● Task to carry out
Please give the number of lines in the entries below that hold "covered", with no other words.

::::::::

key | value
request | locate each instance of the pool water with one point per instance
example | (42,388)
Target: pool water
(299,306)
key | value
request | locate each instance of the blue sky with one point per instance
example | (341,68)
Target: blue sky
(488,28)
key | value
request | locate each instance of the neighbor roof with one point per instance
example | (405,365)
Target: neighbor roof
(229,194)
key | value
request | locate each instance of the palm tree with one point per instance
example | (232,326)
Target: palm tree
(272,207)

::::::::

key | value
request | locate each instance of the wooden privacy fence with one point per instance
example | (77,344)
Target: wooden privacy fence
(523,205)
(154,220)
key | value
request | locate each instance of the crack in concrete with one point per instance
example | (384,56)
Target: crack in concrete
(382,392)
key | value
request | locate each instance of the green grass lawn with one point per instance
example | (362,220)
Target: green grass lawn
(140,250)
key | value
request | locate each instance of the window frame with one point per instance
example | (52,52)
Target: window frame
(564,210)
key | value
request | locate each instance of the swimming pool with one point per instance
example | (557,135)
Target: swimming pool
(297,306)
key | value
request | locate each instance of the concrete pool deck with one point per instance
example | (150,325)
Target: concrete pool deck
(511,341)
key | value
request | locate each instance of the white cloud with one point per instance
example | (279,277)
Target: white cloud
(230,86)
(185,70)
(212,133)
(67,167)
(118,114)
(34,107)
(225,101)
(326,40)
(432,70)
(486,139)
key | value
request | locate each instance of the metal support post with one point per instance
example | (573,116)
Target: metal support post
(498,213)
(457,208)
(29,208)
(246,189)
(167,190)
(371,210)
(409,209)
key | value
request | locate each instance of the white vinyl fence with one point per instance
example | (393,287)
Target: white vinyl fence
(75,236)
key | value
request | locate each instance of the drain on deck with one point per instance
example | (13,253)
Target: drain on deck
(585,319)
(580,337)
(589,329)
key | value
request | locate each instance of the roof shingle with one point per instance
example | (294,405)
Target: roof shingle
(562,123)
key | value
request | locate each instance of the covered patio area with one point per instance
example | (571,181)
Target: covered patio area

::::::::

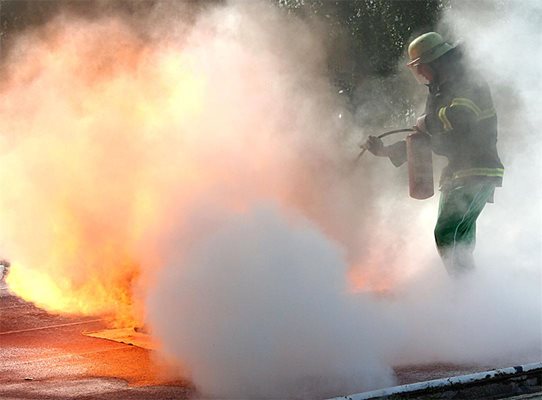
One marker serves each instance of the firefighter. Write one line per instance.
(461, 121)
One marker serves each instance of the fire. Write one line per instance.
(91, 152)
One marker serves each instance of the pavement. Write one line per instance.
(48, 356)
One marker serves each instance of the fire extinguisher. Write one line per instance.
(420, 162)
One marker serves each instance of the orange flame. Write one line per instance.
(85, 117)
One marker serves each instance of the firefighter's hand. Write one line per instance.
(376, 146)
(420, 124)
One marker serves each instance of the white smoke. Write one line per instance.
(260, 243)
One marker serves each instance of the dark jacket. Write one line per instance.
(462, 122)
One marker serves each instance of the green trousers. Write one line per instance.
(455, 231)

::::::::

● Result
2